» TEXT BLOCK
Germany has decided to end nuclear power generation but will need further gas capacity to bridge the transition away from coal, while neighbor France has launched a €30 billion energy investment strategy leaning heavily on more nuclear. The French plan, involving renewing aging plants and building new ones, would have faced significant political pushback from fellow EU member states without inclusion in the taxonomy, according to Patricio Alvarez, utilities analyst at Bloomberg Intelligence.
New German Chancellor Olaf Scholz has not resisted nuclear's inclusion in the taxonomy, in what is likely a bid to maintain good relations with French President Emmanuel Macron. By securing nuclear's role in the taxonomy, Macron also scored political points at home ahead of France's upcoming elections, Gagnebin noted. "Of course there is an element of industrial politics. There is an entire value chain attached," Gagnebin said.
According to Gagnebin, nuclear's large up-front investment costs will always require substantial state funding, but for nuclear powerhouses like Electricité de France SA the taxonomy now maximizes access to cheaper finance on the market. "With these large financing costs even small percentage points make a difference," Gagnebin said.
Anti-nuclear Austria and Luxembourg have declared plans to sue the commission over the inclusion of nuclear if the taxonomy is implemented as proposed. "The timing of the publication alone shows that [the commission] is not convinced of its plans," Leonore Gewessler, Austria's environment minister, said on Twitter. Luxembourg's Energy Minister Claude Turmes said the commission's "hush hush operation" — releasing the draft text on New Year's Eve — was "a provocation."
While the taxonomy is a guidebook, investments in gas and nuclear would have remained possible regardless of their inclusion, and projects with profitable business models would have continued to receive funding. Conditions for gas are stricter than for nuclear, although it remains to be seen how they are implemented in member states.

» RECORDS
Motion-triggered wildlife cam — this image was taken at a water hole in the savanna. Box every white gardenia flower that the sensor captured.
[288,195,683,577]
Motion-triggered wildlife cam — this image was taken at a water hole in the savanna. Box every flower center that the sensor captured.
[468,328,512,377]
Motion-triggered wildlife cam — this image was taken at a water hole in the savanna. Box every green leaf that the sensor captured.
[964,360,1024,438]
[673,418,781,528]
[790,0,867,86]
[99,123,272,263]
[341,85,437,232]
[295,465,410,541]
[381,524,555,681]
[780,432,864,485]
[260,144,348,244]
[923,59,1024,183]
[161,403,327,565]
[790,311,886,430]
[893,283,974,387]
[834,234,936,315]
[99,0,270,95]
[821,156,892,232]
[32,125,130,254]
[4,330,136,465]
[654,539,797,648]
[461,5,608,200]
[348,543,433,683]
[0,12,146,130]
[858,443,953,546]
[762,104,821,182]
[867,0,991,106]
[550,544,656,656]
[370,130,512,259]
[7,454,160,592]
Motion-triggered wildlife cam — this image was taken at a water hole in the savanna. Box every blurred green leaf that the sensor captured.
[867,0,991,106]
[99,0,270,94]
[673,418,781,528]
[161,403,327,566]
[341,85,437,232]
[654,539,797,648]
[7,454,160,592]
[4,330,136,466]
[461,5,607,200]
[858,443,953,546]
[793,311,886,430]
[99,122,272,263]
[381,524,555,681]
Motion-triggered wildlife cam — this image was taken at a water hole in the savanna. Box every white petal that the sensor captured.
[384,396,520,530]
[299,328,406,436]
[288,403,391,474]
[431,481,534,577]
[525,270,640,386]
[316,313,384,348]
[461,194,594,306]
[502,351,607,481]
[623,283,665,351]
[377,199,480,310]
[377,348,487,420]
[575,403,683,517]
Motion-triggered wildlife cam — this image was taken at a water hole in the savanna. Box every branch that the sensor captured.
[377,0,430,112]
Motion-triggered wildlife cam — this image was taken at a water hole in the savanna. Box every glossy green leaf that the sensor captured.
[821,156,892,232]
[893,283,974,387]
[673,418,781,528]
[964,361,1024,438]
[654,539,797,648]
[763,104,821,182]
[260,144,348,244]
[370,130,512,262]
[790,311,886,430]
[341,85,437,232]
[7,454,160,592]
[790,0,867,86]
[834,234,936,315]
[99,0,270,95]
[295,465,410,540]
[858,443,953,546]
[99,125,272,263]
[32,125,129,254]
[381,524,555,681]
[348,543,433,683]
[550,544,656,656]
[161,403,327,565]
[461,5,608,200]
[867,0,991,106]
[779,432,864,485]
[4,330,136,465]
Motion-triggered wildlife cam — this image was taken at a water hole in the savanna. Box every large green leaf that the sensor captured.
--
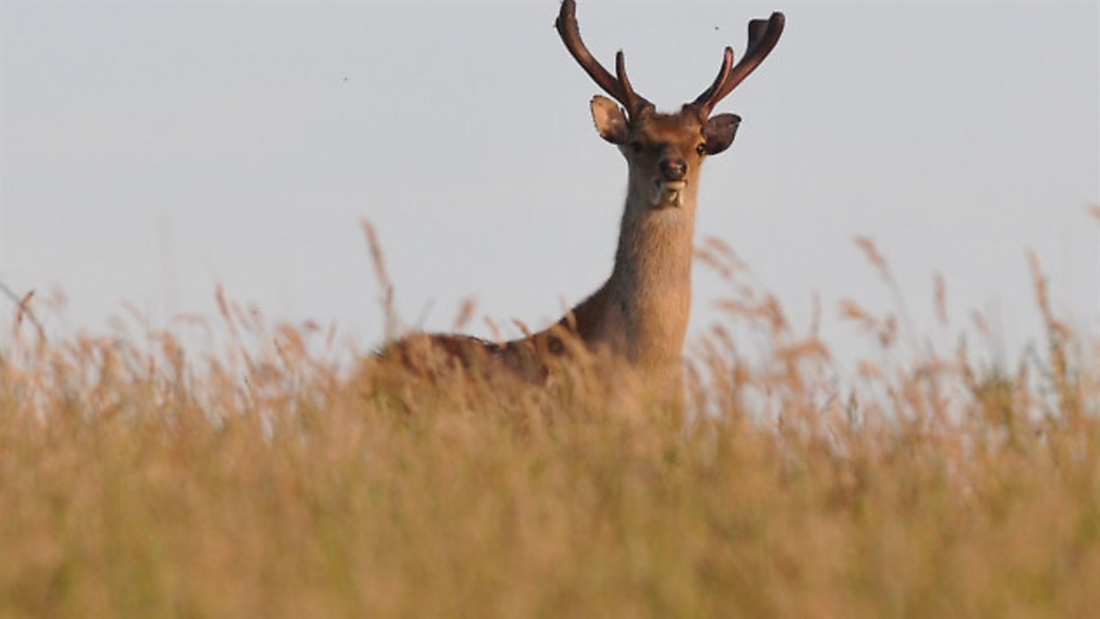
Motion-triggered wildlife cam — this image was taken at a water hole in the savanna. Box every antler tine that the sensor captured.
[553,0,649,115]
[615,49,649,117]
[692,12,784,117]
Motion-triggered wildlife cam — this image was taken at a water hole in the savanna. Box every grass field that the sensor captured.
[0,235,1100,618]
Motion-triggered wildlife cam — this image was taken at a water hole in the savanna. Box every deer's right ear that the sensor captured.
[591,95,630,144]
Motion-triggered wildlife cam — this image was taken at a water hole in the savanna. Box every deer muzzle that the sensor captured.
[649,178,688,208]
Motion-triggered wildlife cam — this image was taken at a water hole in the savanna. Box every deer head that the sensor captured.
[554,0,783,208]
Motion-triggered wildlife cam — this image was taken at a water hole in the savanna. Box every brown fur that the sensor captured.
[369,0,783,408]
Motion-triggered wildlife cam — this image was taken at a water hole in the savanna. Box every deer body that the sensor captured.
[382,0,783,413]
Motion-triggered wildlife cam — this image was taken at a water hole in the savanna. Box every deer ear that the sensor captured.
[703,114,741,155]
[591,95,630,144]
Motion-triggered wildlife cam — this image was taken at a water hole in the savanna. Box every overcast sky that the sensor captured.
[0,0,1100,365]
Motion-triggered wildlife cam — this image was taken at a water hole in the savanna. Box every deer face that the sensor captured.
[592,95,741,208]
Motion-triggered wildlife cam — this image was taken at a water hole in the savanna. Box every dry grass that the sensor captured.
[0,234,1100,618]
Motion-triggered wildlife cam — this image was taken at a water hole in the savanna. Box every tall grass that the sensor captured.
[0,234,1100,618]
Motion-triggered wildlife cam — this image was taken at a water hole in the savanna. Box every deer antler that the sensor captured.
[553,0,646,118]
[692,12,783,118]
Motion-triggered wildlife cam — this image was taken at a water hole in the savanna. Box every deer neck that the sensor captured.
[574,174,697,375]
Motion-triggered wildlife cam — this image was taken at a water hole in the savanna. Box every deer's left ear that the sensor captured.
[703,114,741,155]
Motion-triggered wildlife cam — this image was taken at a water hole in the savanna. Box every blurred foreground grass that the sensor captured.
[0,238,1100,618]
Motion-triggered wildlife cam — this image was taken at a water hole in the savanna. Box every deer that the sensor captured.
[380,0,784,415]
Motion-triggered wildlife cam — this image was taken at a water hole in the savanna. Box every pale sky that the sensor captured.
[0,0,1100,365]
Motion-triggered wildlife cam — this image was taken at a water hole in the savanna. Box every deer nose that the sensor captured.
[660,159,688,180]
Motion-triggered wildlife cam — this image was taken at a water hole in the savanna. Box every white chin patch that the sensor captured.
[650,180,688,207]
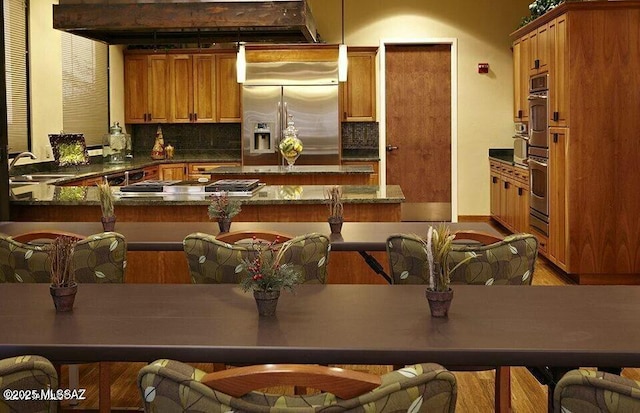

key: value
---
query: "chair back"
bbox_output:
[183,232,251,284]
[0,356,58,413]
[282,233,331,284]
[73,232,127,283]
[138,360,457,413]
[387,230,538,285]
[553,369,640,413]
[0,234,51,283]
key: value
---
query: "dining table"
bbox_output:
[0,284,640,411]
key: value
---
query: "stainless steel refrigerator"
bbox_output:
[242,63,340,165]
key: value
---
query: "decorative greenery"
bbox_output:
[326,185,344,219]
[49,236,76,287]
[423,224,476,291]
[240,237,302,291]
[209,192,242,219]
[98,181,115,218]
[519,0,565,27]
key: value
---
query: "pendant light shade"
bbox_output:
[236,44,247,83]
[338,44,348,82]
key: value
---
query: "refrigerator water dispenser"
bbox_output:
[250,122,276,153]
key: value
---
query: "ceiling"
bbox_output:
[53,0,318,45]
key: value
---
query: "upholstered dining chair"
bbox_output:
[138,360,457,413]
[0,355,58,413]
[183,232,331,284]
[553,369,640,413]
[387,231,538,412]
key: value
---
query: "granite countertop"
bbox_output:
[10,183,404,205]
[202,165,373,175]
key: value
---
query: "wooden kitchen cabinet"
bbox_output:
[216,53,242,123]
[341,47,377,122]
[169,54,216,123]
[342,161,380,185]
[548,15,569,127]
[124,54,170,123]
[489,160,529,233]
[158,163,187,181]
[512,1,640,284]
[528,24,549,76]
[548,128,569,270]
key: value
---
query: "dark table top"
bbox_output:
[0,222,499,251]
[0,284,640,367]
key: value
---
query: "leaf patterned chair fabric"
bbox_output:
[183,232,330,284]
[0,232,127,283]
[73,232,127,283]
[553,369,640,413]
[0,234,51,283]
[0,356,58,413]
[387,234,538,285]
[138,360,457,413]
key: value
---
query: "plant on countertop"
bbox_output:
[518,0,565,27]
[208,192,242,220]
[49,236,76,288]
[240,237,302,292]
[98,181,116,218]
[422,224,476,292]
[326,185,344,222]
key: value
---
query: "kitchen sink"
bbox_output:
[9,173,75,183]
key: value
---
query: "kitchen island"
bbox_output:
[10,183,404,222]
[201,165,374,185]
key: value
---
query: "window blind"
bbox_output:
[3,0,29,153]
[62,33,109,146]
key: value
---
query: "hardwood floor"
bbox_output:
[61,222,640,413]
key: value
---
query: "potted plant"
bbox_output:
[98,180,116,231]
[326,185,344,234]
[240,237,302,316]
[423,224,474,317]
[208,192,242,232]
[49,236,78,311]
* * *
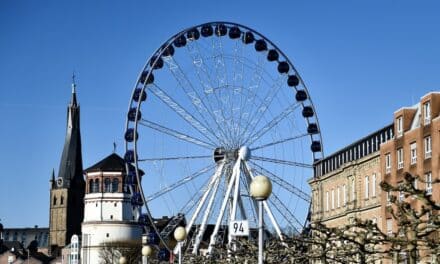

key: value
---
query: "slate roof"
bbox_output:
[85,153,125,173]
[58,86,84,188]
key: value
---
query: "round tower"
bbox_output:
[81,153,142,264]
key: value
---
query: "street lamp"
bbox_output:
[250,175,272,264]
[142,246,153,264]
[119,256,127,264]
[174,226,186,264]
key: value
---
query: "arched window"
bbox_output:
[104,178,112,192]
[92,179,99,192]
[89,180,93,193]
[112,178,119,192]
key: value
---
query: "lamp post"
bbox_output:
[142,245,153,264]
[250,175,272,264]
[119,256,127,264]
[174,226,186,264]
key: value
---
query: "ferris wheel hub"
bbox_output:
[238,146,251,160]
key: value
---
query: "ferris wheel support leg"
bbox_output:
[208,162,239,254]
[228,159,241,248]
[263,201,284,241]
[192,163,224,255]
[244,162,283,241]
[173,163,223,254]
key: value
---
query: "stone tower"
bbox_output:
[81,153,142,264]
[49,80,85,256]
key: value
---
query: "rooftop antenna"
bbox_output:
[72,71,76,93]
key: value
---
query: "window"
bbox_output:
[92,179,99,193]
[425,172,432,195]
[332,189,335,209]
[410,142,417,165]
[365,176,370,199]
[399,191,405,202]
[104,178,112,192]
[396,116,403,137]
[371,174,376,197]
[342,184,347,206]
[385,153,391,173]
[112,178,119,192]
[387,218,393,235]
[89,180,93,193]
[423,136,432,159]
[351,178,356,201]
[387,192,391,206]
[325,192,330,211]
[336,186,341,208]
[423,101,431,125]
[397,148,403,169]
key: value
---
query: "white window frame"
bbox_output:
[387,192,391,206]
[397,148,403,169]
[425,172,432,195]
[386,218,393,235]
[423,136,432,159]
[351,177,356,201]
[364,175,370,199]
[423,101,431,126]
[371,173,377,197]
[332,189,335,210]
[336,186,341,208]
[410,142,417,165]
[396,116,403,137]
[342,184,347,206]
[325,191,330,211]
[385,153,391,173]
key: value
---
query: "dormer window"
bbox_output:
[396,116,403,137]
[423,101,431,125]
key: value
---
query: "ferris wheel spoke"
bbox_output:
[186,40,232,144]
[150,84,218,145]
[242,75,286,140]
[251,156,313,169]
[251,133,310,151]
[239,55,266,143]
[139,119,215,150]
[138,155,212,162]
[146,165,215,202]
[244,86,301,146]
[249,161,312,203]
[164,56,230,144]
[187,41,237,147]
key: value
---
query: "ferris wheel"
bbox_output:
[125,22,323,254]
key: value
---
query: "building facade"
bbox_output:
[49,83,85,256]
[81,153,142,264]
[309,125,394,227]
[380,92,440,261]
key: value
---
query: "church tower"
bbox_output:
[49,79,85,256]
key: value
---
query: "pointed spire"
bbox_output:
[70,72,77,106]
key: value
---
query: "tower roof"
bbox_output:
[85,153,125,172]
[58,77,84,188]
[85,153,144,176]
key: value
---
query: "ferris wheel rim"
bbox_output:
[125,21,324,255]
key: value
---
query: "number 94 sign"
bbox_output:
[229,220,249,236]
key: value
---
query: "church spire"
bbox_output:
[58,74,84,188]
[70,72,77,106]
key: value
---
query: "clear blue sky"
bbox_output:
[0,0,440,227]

» REQUIRED ACTIONS
A) In the text on nuclear power and the EU taxonomy, how large is France's energy investment strategy?
B) In the text on nuclear power and the EU taxonomy, start at "While the taxonomy" and stop after "in member states.", then write that passage out with "rulebook" substituted for "guidebook".

» SOLUTION LIST
A) €30 billion

B)
While the taxonomy is a rulebook, investments in gas and nuclear would have remained possible regardless of their inclusion, and projects with profitable business models would have continued to receive funding. Conditions for gas are stricter than for nuclear, although it remains to be seen how they are implemented in member states.